Point labeling examples »
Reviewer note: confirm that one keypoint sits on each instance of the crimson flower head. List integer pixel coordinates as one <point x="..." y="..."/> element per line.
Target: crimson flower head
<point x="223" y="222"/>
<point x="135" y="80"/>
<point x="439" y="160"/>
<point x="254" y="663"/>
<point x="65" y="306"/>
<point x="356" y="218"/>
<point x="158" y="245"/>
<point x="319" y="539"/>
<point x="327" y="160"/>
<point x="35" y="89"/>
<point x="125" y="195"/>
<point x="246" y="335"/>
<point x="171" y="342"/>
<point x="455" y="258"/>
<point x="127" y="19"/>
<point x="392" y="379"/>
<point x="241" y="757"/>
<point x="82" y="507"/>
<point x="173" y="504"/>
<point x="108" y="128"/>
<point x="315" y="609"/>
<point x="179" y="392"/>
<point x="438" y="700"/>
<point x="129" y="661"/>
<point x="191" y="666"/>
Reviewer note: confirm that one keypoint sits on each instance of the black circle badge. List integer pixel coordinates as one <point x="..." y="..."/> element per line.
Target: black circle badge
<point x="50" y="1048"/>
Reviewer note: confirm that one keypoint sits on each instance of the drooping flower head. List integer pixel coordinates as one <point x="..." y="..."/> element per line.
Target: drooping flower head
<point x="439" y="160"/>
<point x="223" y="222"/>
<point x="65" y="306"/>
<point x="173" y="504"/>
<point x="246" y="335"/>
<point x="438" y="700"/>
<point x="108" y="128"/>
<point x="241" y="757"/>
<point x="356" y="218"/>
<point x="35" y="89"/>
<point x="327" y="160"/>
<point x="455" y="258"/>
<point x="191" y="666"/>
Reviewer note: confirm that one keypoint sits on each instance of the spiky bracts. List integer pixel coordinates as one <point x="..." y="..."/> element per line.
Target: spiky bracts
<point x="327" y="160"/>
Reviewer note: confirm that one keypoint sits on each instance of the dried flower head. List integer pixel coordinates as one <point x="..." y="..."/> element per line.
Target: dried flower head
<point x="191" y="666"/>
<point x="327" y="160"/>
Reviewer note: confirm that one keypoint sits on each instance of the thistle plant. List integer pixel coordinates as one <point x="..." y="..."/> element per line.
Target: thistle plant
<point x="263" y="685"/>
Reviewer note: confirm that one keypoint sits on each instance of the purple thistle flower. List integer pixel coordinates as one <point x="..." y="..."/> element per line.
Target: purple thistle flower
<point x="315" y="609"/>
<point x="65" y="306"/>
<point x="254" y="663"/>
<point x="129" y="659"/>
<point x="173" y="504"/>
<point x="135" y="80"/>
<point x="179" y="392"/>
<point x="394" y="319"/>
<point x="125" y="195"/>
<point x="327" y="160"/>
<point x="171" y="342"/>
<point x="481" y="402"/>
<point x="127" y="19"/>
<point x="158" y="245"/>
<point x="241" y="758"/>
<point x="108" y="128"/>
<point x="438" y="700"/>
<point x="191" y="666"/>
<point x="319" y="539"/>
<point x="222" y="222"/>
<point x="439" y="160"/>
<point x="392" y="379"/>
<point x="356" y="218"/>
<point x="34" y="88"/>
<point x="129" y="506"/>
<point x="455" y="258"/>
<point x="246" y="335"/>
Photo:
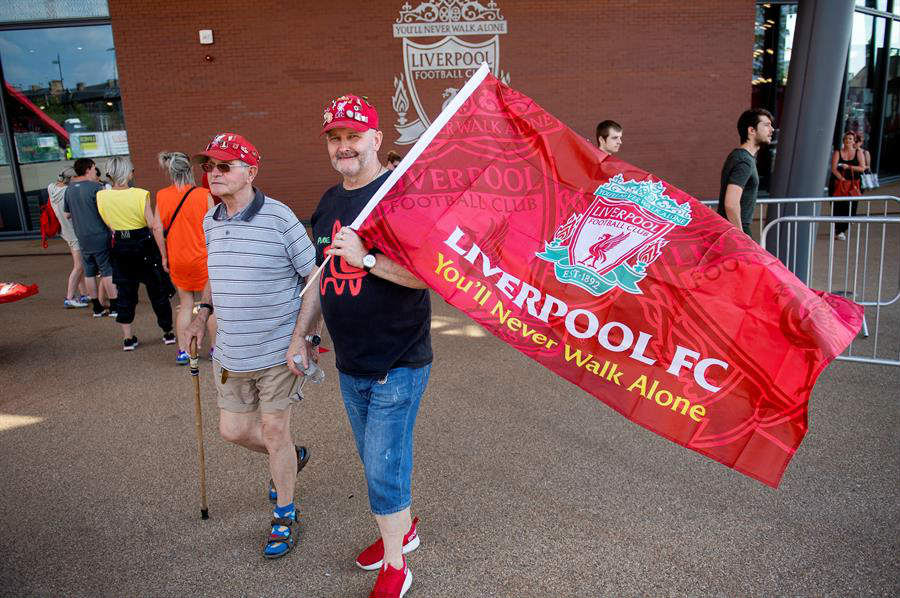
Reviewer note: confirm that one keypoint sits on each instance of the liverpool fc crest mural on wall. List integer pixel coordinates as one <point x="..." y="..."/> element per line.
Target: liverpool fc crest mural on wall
<point x="444" y="42"/>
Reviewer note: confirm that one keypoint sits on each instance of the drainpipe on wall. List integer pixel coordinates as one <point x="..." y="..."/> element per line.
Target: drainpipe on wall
<point x="815" y="76"/>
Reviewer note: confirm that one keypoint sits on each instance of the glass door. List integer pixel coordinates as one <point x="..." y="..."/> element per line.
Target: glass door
<point x="62" y="102"/>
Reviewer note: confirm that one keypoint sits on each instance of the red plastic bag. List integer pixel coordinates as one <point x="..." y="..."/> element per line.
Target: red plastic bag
<point x="13" y="291"/>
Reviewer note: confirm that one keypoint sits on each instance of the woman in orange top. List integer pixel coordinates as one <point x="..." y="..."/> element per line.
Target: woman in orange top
<point x="185" y="244"/>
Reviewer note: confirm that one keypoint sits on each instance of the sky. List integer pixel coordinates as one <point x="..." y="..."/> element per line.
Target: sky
<point x="28" y="56"/>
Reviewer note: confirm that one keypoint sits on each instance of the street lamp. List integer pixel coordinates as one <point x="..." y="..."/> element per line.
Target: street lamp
<point x="58" y="62"/>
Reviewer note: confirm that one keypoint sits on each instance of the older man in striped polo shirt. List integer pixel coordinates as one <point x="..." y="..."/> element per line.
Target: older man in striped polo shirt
<point x="259" y="258"/>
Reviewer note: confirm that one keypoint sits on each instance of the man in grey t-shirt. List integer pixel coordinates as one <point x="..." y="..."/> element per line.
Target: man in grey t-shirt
<point x="259" y="258"/>
<point x="80" y="206"/>
<point x="740" y="179"/>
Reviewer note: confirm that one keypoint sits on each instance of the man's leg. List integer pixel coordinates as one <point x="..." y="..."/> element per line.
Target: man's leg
<point x="387" y="454"/>
<point x="159" y="298"/>
<point x="183" y="318"/>
<point x="276" y="437"/>
<point x="242" y="429"/>
<point x="90" y="282"/>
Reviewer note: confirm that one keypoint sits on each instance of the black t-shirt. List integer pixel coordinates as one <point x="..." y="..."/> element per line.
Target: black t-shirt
<point x="740" y="169"/>
<point x="375" y="325"/>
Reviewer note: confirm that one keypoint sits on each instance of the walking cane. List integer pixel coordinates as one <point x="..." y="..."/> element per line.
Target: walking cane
<point x="198" y="416"/>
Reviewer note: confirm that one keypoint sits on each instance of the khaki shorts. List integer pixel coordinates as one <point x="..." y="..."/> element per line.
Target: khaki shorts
<point x="269" y="390"/>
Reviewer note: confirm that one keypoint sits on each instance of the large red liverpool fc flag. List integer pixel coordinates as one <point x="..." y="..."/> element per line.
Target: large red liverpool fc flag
<point x="617" y="281"/>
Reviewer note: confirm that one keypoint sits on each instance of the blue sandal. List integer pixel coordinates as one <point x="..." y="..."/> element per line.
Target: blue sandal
<point x="281" y="538"/>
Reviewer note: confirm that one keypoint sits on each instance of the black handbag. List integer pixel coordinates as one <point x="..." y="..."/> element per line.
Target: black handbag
<point x="175" y="215"/>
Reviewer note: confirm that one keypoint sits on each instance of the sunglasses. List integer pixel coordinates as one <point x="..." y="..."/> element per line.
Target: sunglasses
<point x="223" y="167"/>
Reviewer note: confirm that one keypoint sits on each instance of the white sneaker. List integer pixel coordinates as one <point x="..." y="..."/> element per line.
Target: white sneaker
<point x="71" y="303"/>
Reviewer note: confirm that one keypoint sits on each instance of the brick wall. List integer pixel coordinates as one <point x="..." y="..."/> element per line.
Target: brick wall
<point x="676" y="75"/>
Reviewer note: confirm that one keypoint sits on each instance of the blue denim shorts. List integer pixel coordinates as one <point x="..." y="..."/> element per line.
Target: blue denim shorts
<point x="382" y="414"/>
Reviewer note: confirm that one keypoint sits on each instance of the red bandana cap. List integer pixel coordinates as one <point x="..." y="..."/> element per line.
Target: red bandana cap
<point x="230" y="146"/>
<point x="353" y="112"/>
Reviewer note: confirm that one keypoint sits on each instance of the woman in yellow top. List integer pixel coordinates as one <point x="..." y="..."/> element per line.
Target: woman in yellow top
<point x="135" y="254"/>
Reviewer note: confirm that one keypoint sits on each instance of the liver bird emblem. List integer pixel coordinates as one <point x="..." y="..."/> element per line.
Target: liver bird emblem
<point x="598" y="250"/>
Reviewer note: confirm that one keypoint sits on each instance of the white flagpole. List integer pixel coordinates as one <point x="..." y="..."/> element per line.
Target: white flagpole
<point x="426" y="138"/>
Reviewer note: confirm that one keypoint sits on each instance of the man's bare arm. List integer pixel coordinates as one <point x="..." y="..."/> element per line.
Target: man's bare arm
<point x="733" y="204"/>
<point x="348" y="245"/>
<point x="309" y="321"/>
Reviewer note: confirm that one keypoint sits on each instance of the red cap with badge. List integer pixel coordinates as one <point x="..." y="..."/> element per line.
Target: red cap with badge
<point x="231" y="146"/>
<point x="353" y="112"/>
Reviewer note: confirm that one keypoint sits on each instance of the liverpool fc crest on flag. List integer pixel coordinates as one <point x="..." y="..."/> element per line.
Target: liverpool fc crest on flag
<point x="612" y="243"/>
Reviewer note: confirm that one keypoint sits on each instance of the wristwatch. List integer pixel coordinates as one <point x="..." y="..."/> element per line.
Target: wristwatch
<point x="369" y="261"/>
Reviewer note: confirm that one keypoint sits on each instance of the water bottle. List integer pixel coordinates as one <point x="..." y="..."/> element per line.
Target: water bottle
<point x="313" y="372"/>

WHAT IS BEING ASKED »
Output the line holding "crest on flag.", then every later line through the end of the records above, exactly as given and nothing else.

RESPONSE »
Reviewer note: confirm that one keypoint sits on each instance of the liverpool fc crest on flag. List integer pixel coordinates as one <point x="..." y="..."/> element per line.
Target: liverpool fc crest on flag
<point x="612" y="243"/>
Reviewer note: confirm that one keypoint sits on each instance of the wristwatch. List integer pixel coordinates as one <point x="..." y="..."/> element per line.
Target: wristwatch
<point x="369" y="261"/>
Reviewer note: confirm that one keypoint sits on each instance of the water bottle. List integer pixel coordinates as one <point x="..." y="..."/> element per line.
Target: water bottle
<point x="313" y="372"/>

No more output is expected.